[Stated problem]
Beginning with the line where "Target: yellow glazed tile roof" appears, retype every remaining line of the data below, both the first and last included.

#### Exercise materials

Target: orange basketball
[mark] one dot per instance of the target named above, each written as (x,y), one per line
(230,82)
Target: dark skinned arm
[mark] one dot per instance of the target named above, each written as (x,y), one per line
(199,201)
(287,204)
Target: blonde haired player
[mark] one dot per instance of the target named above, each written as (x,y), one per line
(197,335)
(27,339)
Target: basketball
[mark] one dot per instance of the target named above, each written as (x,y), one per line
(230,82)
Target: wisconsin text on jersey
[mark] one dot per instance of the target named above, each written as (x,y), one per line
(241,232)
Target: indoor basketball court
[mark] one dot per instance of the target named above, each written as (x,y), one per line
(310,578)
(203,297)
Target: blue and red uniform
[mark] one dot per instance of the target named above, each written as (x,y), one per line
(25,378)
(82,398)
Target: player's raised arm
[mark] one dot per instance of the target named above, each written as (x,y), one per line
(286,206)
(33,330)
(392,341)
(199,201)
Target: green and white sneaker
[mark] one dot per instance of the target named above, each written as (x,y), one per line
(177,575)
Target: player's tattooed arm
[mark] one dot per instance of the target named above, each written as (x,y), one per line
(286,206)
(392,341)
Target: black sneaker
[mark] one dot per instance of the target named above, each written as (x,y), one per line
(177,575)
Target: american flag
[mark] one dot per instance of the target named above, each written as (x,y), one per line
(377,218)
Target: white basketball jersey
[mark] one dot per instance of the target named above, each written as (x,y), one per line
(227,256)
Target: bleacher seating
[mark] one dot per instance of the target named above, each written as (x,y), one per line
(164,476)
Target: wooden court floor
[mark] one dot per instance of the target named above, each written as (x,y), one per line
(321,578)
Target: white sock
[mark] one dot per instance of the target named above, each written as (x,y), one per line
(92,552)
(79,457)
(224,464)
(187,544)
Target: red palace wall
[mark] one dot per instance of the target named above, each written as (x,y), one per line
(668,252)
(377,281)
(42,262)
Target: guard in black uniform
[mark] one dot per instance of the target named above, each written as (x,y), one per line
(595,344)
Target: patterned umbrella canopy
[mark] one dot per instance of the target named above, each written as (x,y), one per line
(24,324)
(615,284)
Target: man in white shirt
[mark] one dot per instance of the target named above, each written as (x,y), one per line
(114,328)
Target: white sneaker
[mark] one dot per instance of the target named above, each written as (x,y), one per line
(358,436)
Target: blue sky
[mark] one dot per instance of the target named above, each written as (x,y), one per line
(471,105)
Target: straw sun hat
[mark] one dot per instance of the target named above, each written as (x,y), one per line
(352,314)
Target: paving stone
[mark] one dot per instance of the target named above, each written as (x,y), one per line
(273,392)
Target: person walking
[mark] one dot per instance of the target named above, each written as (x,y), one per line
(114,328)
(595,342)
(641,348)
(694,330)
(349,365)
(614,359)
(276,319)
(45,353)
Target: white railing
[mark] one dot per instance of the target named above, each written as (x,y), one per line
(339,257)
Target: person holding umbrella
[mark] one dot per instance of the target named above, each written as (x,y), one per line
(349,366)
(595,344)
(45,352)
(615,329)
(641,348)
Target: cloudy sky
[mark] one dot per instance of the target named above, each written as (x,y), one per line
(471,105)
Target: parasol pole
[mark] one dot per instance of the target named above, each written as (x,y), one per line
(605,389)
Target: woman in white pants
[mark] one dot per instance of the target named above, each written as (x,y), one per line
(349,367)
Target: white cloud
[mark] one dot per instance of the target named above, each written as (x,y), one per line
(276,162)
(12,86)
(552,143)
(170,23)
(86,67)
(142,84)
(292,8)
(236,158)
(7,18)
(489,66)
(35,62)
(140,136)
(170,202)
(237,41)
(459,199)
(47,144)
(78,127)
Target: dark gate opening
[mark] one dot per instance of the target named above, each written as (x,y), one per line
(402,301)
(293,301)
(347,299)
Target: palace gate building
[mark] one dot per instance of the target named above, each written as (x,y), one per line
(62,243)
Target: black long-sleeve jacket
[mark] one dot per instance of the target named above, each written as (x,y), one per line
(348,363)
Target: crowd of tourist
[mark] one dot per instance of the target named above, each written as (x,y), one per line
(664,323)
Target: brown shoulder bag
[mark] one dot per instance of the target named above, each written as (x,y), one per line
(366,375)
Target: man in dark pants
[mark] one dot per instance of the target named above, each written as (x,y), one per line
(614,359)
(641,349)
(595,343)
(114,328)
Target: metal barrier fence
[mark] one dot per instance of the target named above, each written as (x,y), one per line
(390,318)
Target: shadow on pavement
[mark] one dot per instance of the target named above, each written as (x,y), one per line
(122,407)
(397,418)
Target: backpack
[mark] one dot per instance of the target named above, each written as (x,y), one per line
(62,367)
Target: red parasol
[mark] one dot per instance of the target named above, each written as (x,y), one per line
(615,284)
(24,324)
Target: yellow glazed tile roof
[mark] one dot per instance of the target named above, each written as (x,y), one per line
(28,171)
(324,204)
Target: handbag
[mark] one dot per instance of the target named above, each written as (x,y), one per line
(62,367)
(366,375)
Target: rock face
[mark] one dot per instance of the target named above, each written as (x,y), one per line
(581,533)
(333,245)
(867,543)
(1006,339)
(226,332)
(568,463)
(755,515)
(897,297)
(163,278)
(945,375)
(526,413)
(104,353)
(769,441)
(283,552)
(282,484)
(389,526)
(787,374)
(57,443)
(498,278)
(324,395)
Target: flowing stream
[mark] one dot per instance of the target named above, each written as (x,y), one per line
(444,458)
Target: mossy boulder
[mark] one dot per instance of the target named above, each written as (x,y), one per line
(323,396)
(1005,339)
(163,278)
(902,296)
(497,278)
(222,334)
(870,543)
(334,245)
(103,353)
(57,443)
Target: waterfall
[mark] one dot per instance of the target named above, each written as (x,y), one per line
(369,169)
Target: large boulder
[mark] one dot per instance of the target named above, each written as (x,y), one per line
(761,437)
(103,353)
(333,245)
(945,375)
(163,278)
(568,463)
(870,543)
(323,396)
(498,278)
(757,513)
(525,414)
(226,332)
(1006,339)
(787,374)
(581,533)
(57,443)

########

[Task response]
Target: yellow glazed tile roof
[mark] one dot per instance of the target named above, each written as (x,y), one per line
(28,171)
(324,204)
Target: handbag
[mark] one dot per instance of the target named above, each written as (x,y), one per line
(62,367)
(366,375)
Target: rock face
[mark] one dot per instance of the target named above, each written as (x,y), one per line
(581,533)
(333,245)
(867,543)
(1006,339)
(226,332)
(568,463)
(755,515)
(897,297)
(163,278)
(945,375)
(526,413)
(104,353)
(769,441)
(283,552)
(282,484)
(389,526)
(787,374)
(57,443)
(498,278)
(324,395)
Target: flowing stream
[mark] one dot per instance of the target named above, each written as (x,y), one per line
(444,458)
Target: mossy boulder
[mark] one dot per instance of the target named above, each written as (x,y), one per line
(323,396)
(1005,339)
(163,278)
(902,296)
(497,278)
(222,334)
(870,543)
(334,245)
(103,353)
(57,443)
Target: waterfall
[mark] one dot per instance of the target named above, each written as (x,y), one per line
(369,169)
Target: large boulder
[mark] one dot per instance of the target named above, each written as (x,y), one per line
(761,437)
(103,353)
(333,245)
(945,375)
(163,278)
(568,463)
(870,543)
(323,396)
(498,278)
(757,513)
(525,414)
(226,332)
(1006,339)
(787,374)
(581,533)
(57,443)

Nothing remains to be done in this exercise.